[Istruzione A]:
Restituisci tutti i record riportati più sotto, riga per riga e senza alcuna modifica.

[Testo fornito]:
**********

De Zerbi ha parlato in maniera approfondita del suo rapporto con il calcio e della sua vita nel calcio: "C’è un momento preciso della mia vita dove inizio a fare calcio per sistemare la mia famiglia. Passo dall’oratorio al Lumezzane e poi al Milan, fra il 1992 e il 1994, in coincidenza con la crisi economica in casa: siamo costretti a vendere la fabbrica di tappetini e passiamo anni molto difficili. A quel punto non scherzavo più. Uscito dalla Primavera, il giorno dopo la firma del primo quinquennale col Milan, ero in filiale a firmare il mutuo per comprare la casa ai miei genitori. Il calcio per me non è mai stato solo divertimento. Ho fatto gli ultimi anni di carriera in Romania, lontano dalla famiglia. Poi ho iniziato ad allenare e mi sono perso l’infanzia e l’adolescenza dei miei figli. Con i giocatori e lo staff cerco un rapporto: se oltre a rispetto e stima c’è anche l’affetto è un mix esplosivo. Cerco una connessione, anche con l’ambiente".

De Zerbi: "Contento per Gasperini, un po' tifo per lui"

**********

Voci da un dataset

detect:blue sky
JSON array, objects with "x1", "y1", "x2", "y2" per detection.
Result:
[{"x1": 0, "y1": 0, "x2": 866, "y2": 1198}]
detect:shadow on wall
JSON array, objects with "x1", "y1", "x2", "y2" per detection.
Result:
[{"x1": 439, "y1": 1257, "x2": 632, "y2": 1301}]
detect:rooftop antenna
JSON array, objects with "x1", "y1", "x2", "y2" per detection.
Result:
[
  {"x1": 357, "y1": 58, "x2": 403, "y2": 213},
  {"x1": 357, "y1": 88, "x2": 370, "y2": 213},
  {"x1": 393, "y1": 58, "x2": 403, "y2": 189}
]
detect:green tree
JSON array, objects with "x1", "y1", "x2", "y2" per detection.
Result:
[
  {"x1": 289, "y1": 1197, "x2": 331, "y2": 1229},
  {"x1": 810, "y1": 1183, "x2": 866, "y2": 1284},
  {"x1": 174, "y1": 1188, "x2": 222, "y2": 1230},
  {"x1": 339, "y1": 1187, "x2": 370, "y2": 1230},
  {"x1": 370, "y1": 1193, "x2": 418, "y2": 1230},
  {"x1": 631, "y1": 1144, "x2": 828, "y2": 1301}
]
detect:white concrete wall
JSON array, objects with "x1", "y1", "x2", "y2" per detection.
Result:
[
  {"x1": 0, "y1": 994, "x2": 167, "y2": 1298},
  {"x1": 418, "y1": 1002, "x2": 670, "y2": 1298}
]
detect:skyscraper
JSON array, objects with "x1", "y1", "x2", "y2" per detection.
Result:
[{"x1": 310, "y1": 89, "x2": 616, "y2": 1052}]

**********

[Istruzione B]:
Secondo il testo fornito, in quale paese De Zerbi ha giocato gli ultimi anni della sua carriera?

[Risultato finale A]:
detect:blue sky
JSON array, objects with "x1", "y1", "x2", "y2" per detection.
Result:
[{"x1": 0, "y1": 0, "x2": 866, "y2": 1198}]
detect:shadow on wall
JSON array, objects with "x1", "y1", "x2", "y2" per detection.
Result:
[{"x1": 439, "y1": 1257, "x2": 632, "y2": 1301}]
detect:rooftop antenna
JSON array, objects with "x1", "y1", "x2", "y2" per detection.
Result:
[
  {"x1": 357, "y1": 58, "x2": 403, "y2": 213},
  {"x1": 357, "y1": 88, "x2": 370, "y2": 213},
  {"x1": 393, "y1": 58, "x2": 403, "y2": 189}
]
detect:green tree
JSON array, objects with "x1", "y1", "x2", "y2" per detection.
Result:
[
  {"x1": 289, "y1": 1197, "x2": 331, "y2": 1229},
  {"x1": 810, "y1": 1183, "x2": 866, "y2": 1284},
  {"x1": 174, "y1": 1188, "x2": 222, "y2": 1230},
  {"x1": 339, "y1": 1187, "x2": 370, "y2": 1230},
  {"x1": 370, "y1": 1193, "x2": 418, "y2": 1230},
  {"x1": 631, "y1": 1144, "x2": 828, "y2": 1301}
]
detect:white concrete wall
JSON array, objects with "x1", "y1", "x2", "y2" per detection.
Result:
[
  {"x1": 0, "y1": 994, "x2": 167, "y2": 1298},
  {"x1": 418, "y1": 1002, "x2": 670, "y2": 1298}
]
detect:skyscraper
JSON array, objects with "x1", "y1", "x2", "y2" per detection.
Result:
[{"x1": 310, "y1": 89, "x2": 616, "y2": 1052}]

[Risultato finale B]:
In Romania.